--- START ---

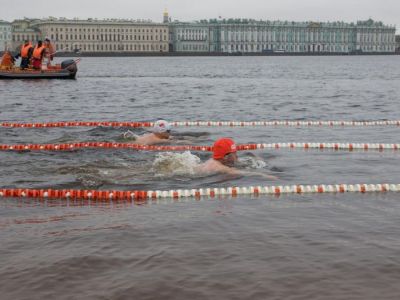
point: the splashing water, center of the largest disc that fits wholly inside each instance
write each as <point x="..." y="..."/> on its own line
<point x="167" y="164"/>
<point x="251" y="162"/>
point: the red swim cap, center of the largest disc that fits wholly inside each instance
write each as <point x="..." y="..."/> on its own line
<point x="223" y="147"/>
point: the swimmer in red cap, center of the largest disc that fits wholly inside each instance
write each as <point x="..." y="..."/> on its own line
<point x="161" y="133"/>
<point x="224" y="159"/>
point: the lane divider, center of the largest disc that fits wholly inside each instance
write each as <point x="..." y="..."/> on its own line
<point x="277" y="123"/>
<point x="242" y="147"/>
<point x="197" y="193"/>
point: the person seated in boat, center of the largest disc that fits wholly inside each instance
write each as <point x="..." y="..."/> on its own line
<point x="49" y="51"/>
<point x="224" y="160"/>
<point x="7" y="60"/>
<point x="37" y="55"/>
<point x="161" y="133"/>
<point x="25" y="54"/>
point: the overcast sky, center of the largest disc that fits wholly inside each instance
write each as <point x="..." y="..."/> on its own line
<point x="387" y="11"/>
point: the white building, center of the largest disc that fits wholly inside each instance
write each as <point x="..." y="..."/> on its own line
<point x="5" y="35"/>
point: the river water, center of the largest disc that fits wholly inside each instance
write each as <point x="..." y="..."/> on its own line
<point x="337" y="246"/>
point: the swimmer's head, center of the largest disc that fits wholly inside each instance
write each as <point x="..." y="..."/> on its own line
<point x="224" y="150"/>
<point x="162" y="129"/>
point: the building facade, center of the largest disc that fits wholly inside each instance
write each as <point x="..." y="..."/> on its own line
<point x="5" y="35"/>
<point x="22" y="30"/>
<point x="94" y="35"/>
<point x="189" y="37"/>
<point x="250" y="36"/>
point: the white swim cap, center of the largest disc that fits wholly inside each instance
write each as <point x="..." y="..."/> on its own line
<point x="161" y="126"/>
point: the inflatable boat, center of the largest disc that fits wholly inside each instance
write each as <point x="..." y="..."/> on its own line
<point x="66" y="70"/>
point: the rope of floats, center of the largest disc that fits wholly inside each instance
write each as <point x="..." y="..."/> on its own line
<point x="242" y="147"/>
<point x="285" y="123"/>
<point x="197" y="193"/>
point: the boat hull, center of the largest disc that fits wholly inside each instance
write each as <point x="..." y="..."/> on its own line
<point x="32" y="74"/>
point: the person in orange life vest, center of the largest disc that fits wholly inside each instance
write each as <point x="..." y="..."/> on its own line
<point x="7" y="60"/>
<point x="50" y="51"/>
<point x="224" y="159"/>
<point x="25" y="53"/>
<point x="37" y="55"/>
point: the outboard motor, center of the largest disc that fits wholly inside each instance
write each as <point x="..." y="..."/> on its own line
<point x="69" y="65"/>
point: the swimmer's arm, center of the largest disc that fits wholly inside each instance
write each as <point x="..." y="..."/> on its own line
<point x="266" y="176"/>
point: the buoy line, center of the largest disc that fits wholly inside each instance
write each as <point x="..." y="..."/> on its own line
<point x="197" y="193"/>
<point x="273" y="123"/>
<point x="240" y="147"/>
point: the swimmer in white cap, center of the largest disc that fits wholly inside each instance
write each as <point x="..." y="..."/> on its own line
<point x="161" y="133"/>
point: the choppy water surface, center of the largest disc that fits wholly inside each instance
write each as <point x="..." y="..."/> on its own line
<point x="292" y="247"/>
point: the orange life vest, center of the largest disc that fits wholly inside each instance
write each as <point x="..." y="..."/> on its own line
<point x="6" y="60"/>
<point x="25" y="50"/>
<point x="37" y="52"/>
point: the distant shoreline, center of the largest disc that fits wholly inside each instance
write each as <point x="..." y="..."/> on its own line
<point x="207" y="54"/>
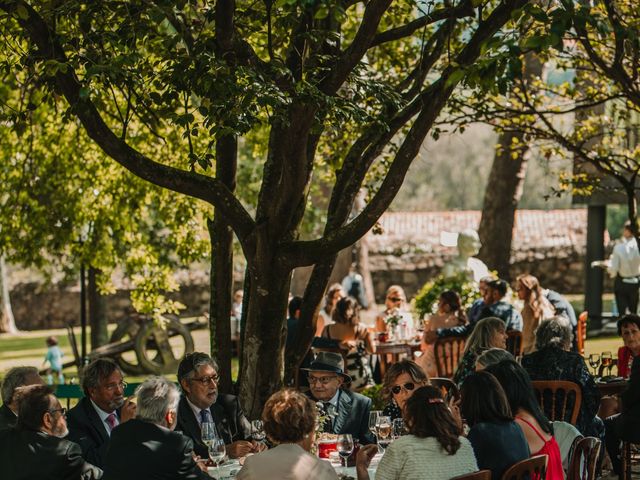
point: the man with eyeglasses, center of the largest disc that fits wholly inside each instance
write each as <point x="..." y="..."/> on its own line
<point x="346" y="411"/>
<point x="201" y="402"/>
<point x="35" y="447"/>
<point x="102" y="409"/>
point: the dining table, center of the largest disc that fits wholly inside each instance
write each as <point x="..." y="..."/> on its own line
<point x="391" y="352"/>
<point x="613" y="386"/>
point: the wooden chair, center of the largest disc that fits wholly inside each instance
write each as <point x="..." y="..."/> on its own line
<point x="559" y="402"/>
<point x="480" y="475"/>
<point x="448" y="352"/>
<point x="447" y="386"/>
<point x="514" y="343"/>
<point x="582" y="464"/>
<point x="581" y="332"/>
<point x="533" y="468"/>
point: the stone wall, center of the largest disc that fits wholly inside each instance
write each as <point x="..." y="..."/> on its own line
<point x="558" y="269"/>
<point x="36" y="306"/>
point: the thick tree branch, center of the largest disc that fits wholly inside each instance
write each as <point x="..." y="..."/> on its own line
<point x="188" y="183"/>
<point x="463" y="9"/>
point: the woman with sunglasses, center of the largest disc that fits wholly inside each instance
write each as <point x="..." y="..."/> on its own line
<point x="434" y="448"/>
<point x="400" y="381"/>
<point x="395" y="305"/>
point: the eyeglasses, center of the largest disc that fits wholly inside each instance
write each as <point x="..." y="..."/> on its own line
<point x="114" y="386"/>
<point x="207" y="380"/>
<point x="409" y="386"/>
<point x="322" y="380"/>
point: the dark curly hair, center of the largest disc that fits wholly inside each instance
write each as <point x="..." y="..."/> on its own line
<point x="427" y="415"/>
<point x="288" y="416"/>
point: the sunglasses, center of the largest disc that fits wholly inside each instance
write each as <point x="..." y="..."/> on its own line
<point x="409" y="386"/>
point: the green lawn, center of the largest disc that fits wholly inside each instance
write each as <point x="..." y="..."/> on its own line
<point x="29" y="348"/>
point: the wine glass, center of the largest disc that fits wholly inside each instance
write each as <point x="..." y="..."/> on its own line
<point x="607" y="361"/>
<point x="398" y="429"/>
<point x="384" y="431"/>
<point x="594" y="361"/>
<point x="257" y="431"/>
<point x="345" y="447"/>
<point x="373" y="422"/>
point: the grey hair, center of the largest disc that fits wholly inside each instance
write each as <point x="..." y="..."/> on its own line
<point x="16" y="377"/>
<point x="493" y="356"/>
<point x="97" y="371"/>
<point x="155" y="397"/>
<point x="555" y="331"/>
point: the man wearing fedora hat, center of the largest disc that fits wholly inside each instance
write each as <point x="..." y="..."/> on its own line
<point x="348" y="411"/>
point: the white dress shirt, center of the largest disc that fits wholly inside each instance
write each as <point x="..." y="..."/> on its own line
<point x="625" y="260"/>
<point x="103" y="416"/>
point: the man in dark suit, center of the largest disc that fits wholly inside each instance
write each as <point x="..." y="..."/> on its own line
<point x="35" y="447"/>
<point x="146" y="446"/>
<point x="201" y="401"/>
<point x="100" y="411"/>
<point x="348" y="411"/>
<point x="15" y="378"/>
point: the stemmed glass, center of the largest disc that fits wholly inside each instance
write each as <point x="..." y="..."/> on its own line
<point x="398" y="429"/>
<point x="594" y="362"/>
<point x="384" y="431"/>
<point x="257" y="431"/>
<point x="215" y="444"/>
<point x="607" y="361"/>
<point x="345" y="447"/>
<point x="373" y="422"/>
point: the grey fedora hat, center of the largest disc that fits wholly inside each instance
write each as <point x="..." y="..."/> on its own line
<point x="328" y="362"/>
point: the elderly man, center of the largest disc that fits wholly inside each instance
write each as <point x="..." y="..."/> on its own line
<point x="347" y="411"/>
<point x="147" y="447"/>
<point x="16" y="377"/>
<point x="35" y="447"/>
<point x="100" y="411"/>
<point x="201" y="402"/>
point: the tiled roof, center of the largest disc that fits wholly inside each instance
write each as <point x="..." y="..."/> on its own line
<point x="534" y="229"/>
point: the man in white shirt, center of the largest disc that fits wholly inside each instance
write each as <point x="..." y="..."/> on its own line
<point x="100" y="411"/>
<point x="624" y="267"/>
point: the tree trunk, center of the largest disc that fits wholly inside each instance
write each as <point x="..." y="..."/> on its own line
<point x="263" y="348"/>
<point x="221" y="285"/>
<point x="7" y="322"/>
<point x="503" y="192"/>
<point x="97" y="311"/>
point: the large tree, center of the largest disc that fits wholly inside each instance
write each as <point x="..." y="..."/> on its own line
<point x="352" y="86"/>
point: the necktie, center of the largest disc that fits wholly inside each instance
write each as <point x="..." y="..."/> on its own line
<point x="112" y="421"/>
<point x="205" y="416"/>
<point x="328" y="411"/>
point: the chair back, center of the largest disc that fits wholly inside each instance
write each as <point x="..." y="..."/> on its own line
<point x="447" y="386"/>
<point x="581" y="331"/>
<point x="533" y="468"/>
<point x="582" y="464"/>
<point x="448" y="352"/>
<point x="480" y="475"/>
<point x="514" y="343"/>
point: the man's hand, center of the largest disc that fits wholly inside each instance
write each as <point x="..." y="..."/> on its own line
<point x="239" y="449"/>
<point x="430" y="336"/>
<point x="363" y="460"/>
<point x="258" y="446"/>
<point x="128" y="410"/>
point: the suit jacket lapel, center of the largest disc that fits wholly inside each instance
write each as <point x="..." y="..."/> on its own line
<point x="344" y="410"/>
<point x="95" y="420"/>
<point x="222" y="422"/>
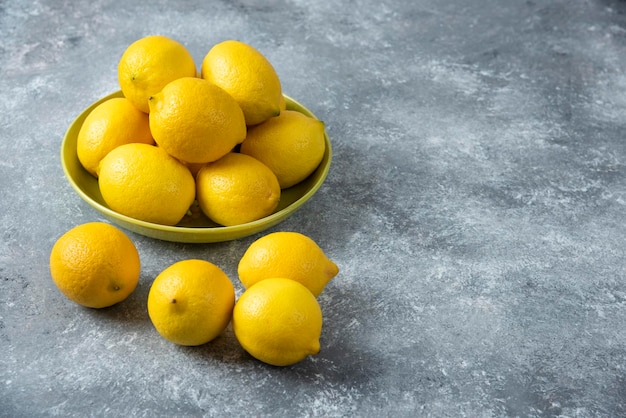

--- END ---

▸ EXERCISE REQUIREMENTS
Return the items word for word, beginning at the line that contains "point: the chair" and running through the end of the items. Leave out the pictures.

▸ IN RESPONSE
point: the chair back, center of the largest disc that fits wholly inside each instance
write each as <point x="..." y="..."/> on its own line
<point x="447" y="386"/>
<point x="581" y="331"/>
<point x="533" y="468"/>
<point x="582" y="464"/>
<point x="448" y="352"/>
<point x="480" y="475"/>
<point x="514" y="343"/>
point: the man's hand, center of the largest disc that fits wholly inside each instance
write each as <point x="..." y="..."/> on its own line
<point x="239" y="449"/>
<point x="430" y="336"/>
<point x="363" y="460"/>
<point x="258" y="446"/>
<point x="128" y="410"/>
point: the suit jacket lapel, center of the largest disc that fits wholly inside each instance
write each as <point x="..." y="..."/> on its own line
<point x="344" y="410"/>
<point x="95" y="420"/>
<point x="222" y="422"/>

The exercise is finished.